**Exercise details:**
Repeat the data below word for word, all of it, but leave the pictures out of your reply.

======== Provided material

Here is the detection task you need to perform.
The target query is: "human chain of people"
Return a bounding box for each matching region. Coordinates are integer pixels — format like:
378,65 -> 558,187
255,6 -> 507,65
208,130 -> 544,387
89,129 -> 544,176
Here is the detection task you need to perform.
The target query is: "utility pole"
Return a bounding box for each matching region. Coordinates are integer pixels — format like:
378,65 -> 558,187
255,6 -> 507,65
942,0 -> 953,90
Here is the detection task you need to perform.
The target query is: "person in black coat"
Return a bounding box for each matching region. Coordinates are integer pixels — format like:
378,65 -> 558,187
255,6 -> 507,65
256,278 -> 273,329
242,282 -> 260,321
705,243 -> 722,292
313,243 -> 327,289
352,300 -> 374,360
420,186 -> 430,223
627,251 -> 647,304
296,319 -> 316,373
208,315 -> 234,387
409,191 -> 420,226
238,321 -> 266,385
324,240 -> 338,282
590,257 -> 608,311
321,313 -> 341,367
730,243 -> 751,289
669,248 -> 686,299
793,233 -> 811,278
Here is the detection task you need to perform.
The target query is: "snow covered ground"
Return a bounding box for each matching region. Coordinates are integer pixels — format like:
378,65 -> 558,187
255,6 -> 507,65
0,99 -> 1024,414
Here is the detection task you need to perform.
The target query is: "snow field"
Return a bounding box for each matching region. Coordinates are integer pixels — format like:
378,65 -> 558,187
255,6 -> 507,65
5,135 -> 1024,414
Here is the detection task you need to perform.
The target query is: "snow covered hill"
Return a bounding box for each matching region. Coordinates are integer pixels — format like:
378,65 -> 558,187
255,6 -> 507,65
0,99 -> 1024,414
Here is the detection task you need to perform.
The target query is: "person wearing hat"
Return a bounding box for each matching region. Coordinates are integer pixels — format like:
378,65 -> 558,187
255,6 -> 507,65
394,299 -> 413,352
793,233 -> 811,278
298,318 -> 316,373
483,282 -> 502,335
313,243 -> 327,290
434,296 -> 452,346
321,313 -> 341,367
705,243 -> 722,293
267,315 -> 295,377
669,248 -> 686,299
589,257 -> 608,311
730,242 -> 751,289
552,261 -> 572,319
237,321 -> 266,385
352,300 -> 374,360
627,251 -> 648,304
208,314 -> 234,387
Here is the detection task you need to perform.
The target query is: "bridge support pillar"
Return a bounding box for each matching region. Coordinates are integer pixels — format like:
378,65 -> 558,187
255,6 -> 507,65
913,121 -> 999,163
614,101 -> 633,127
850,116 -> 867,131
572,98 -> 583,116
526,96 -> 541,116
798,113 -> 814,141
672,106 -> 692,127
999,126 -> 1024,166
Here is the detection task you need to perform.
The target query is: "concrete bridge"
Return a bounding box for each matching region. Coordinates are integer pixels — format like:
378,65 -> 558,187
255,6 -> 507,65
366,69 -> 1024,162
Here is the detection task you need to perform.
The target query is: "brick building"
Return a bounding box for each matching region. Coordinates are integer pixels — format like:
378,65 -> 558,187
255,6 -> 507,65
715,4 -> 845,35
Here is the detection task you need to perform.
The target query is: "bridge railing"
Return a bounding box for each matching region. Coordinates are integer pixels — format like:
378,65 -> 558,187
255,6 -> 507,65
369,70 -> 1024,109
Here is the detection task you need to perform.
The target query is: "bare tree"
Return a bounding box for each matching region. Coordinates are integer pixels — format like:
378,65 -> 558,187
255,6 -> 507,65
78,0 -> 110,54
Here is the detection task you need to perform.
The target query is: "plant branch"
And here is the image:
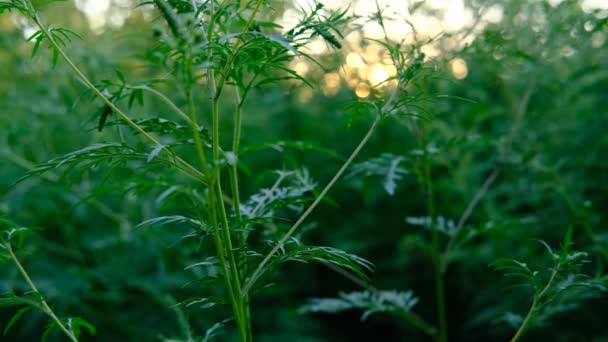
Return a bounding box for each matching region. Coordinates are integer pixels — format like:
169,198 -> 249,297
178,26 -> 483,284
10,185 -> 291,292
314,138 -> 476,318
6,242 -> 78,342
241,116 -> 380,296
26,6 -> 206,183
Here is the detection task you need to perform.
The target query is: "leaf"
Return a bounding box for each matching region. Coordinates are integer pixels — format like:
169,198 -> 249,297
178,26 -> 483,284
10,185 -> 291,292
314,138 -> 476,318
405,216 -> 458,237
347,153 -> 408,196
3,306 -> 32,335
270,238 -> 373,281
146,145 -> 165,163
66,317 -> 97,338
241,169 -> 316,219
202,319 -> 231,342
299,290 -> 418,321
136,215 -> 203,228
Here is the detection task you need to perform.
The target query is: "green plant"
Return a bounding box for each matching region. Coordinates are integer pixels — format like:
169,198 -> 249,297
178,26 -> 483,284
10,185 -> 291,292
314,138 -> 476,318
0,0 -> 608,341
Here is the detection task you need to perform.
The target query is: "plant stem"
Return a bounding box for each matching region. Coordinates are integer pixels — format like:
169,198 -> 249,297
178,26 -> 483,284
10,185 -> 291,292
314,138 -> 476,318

================

**Answer to this task:**
Here is the detection task you need to perform.
The target query is: "human chain of people"
Return a bounding box for each matching region. Coordinates are integer pixels — format like:
378,65 -> 558,187
255,6 -> 507,65
208,130 -> 544,387
89,129 -> 544,176
Here is the detection task you need to perform.
The target query is: "utility pole"
Return a bounding box for each matching region. Coordinates are integer pixels — format like:
378,65 -> 558,187
255,6 -> 507,65
942,0 -> 953,90
Here is the detection task you need to perform.
The target query is: "person in black coat"
Return a bounding box for each matching region. Coordinates are integer pixels — format like:
378,65 -> 558,187
255,6 -> 507,65
256,278 -> 273,329
242,282 -> 260,321
705,243 -> 722,292
313,243 -> 327,289
352,300 -> 374,360
420,186 -> 430,223
627,251 -> 647,304
296,319 -> 316,373
208,315 -> 234,387
409,191 -> 420,226
238,321 -> 266,385
324,240 -> 338,282
590,257 -> 608,311
321,313 -> 341,367
730,243 -> 751,289
669,248 -> 686,299
793,233 -> 811,278
Here is the detection task you need to perform.
The target query is: "snow covered ground"
Return a bounding box for each matching region. Coordinates are integer pixels — format like:
378,65 -> 558,187
255,6 -> 507,65
0,99 -> 1024,414
Here is the detection task you need to perform.
The target query is: "snow field"
Return a bounding box for each matching region. Coordinates are integer pixels — format like:
378,65 -> 558,187
255,6 -> 507,65
5,135 -> 1024,414
Here is the detection task you need to perform.
The target query is: "snow covered hill"
Return a bounding box for each matching region. Coordinates are integer pixels — format like:
378,65 -> 558,187
255,6 -> 507,65
0,99 -> 1024,414
Here is the detection task you need to perform.
The target query is: "person wearing hat"
Return a bounding box for each matching region. Coordinates are integer pixels — format like:
378,65 -> 558,187
255,6 -> 507,65
394,299 -> 413,352
793,233 -> 811,278
298,318 -> 316,373
483,282 -> 502,335
313,243 -> 327,290
434,296 -> 452,346
321,313 -> 341,367
705,243 -> 722,293
267,315 -> 295,377
669,248 -> 686,299
589,257 -> 608,311
730,242 -> 751,289
552,261 -> 572,319
237,321 -> 266,385
352,300 -> 374,360
627,251 -> 648,304
208,314 -> 234,387
Here is the detection task you need to perform.
The target query is: "bridge support pillar"
Return a bounding box for each matching region. Coordinates are integer pixels — format like:
378,65 -> 558,187
255,6 -> 507,65
913,121 -> 999,163
614,101 -> 633,127
850,116 -> 867,131
572,98 -> 583,116
526,96 -> 541,116
798,113 -> 814,141
672,106 -> 692,127
999,126 -> 1024,166
Here is the detection task you need to perform.
The target query is: "concrete bridge"
Return a bounding box for each matching region. Coordinates are integer pixels — format like:
378,65 -> 558,187
255,6 -> 507,65
366,69 -> 1024,162
Here is the detection task you need to perform.
The target query is: "brick building"
Return a bounding box for each matching region. Coordinates are integer pixels — format like:
378,65 -> 558,187
255,6 -> 507,65
715,4 -> 845,35
Here is the detection task you need to perform.
The target query is: "bridge railing"
Return a bounding box for each matching region. Coordinates are integer pixels — format like:
378,65 -> 558,187
255,6 -> 507,65
369,70 -> 1024,109
Here is the detection task you need to perform.
The target query is: "bare tree"
Return a bounding box for each matching region. Coordinates are integer pixels — format like:
378,65 -> 558,187
255,6 -> 507,65
78,0 -> 110,54
Here is the detection task you need to perform.
The target query is: "plant branch"
And here is the image:
Return a bounding box for each matching region. Coordinates are integer pixels — format like:
169,198 -> 249,297
178,26 -> 483,284
10,185 -> 291,292
314,138 -> 476,318
6,242 -> 78,342
241,116 -> 380,296
26,6 -> 206,183
Here is the detection task you need to perform.
The target query is: "leaf"
Return a bounding box for each matching region. Coordinates are integer pixels — format like:
169,198 -> 249,297
178,26 -> 483,284
10,185 -> 291,292
314,138 -> 476,318
405,216 -> 458,237
347,153 -> 408,196
3,306 -> 32,335
270,238 -> 373,281
146,145 -> 165,163
66,317 -> 97,338
241,169 -> 316,219
202,319 -> 231,342
299,290 -> 418,321
136,215 -> 203,228
Here is the detection task you need to perform.
The target query is: "green plant"
Return a bounding box for each matching region. Coordinates are integer pixels — format like:
169,198 -> 249,297
178,26 -> 483,284
10,185 -> 291,292
314,138 -> 476,318
0,0 -> 608,341
Here is the detection task you need to perform.
The target query is: "plant stem"
Return a bounding box for each matching region. Coordinates are integer pixels — format like:
169,198 -> 249,297
178,26 -> 483,284
10,185 -> 291,292
314,138 -> 476,318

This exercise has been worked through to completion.